▶ **Data section**:
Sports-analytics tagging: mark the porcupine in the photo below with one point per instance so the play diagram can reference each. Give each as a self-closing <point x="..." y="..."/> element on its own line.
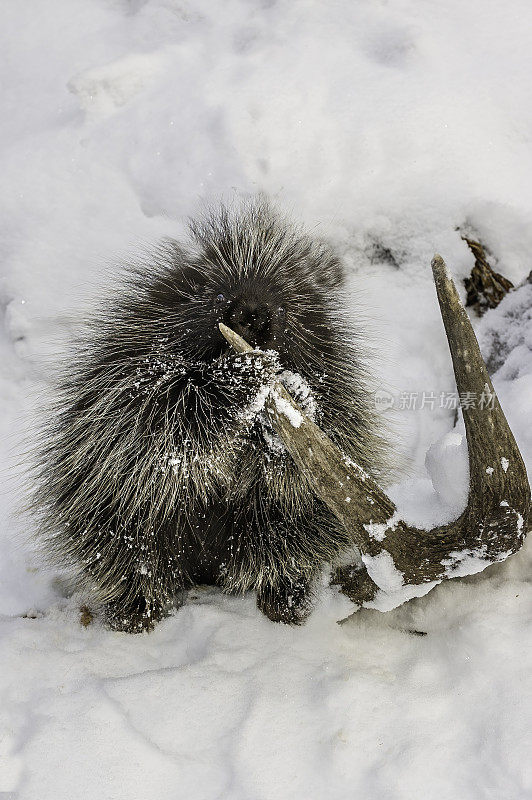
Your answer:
<point x="158" y="470"/>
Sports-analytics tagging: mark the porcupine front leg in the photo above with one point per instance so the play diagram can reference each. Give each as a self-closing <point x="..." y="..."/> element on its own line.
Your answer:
<point x="287" y="600"/>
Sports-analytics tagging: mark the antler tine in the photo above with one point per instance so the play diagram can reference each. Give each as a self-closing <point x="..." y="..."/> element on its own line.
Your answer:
<point x="397" y="556"/>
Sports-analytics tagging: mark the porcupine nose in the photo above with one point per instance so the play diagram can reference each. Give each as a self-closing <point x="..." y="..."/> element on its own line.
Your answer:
<point x="253" y="321"/>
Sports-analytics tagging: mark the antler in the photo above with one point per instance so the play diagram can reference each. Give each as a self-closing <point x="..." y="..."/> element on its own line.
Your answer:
<point x="400" y="560"/>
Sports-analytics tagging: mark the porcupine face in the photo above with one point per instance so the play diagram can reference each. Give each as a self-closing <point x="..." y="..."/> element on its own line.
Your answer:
<point x="273" y="287"/>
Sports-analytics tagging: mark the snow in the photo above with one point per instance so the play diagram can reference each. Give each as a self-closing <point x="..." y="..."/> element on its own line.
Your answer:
<point x="384" y="127"/>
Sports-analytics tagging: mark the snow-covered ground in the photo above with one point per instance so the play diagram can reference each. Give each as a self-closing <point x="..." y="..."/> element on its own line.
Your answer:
<point x="384" y="125"/>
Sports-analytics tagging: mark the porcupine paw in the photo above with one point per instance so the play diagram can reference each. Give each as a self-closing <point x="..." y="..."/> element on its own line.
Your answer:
<point x="287" y="602"/>
<point x="138" y="616"/>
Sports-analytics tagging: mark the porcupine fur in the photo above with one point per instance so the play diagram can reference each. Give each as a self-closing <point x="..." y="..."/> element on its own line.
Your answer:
<point x="158" y="471"/>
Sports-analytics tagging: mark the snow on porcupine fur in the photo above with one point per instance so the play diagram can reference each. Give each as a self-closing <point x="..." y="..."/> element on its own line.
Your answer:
<point x="157" y="469"/>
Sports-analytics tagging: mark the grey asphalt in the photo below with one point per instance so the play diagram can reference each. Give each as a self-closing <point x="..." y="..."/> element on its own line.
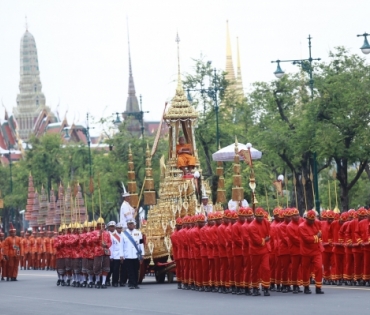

▶ **Stated task**: Collect every line of the entries above that contains the string "porcupine", and copy each such line in full. Case counts.

▶ **Reply**:
Sports-analytics tagging: mark the porcupine in the photo below with one point per instance so the play diagram can reference each. Give each as a self-closing <point x="..." y="..."/> element on its own line.
Sports-analytics tagging: mark the porcupine front leg in the photo above with one point per instance so the play diagram can reference each. Give each as a self-closing <point x="..." y="..."/> element on its own line.
Sports-analytics tagging: mark the porcupine nose in the photo above with one point per instance so the play diagram can reference each. Give each as a self-closing <point x="..." y="..."/> element on its own line.
Sports-analytics tagging: mark the porcupine face in the photo above with one point per instance so the play diagram can reference each. Give each as a self-closing <point x="..." y="..."/> element on its own line.
Sports-analytics tagging: mark the porcupine paw in the photo above with one point per instance so the play diagram can reference each. Give each as a self-closing <point x="..." y="..."/> element on its own line.
Sports-analytics tagging: mark the porcupine fur in the photo above with one point per instance so the play diagram can reference each. Give each as a self-closing <point x="..." y="..."/> element on its own line.
Sports-analytics tagging: mark the snow on porcupine fur in the photo above with one point per instance so the play diagram can reference each. Give each as a self-closing <point x="..." y="..."/> element on its own line.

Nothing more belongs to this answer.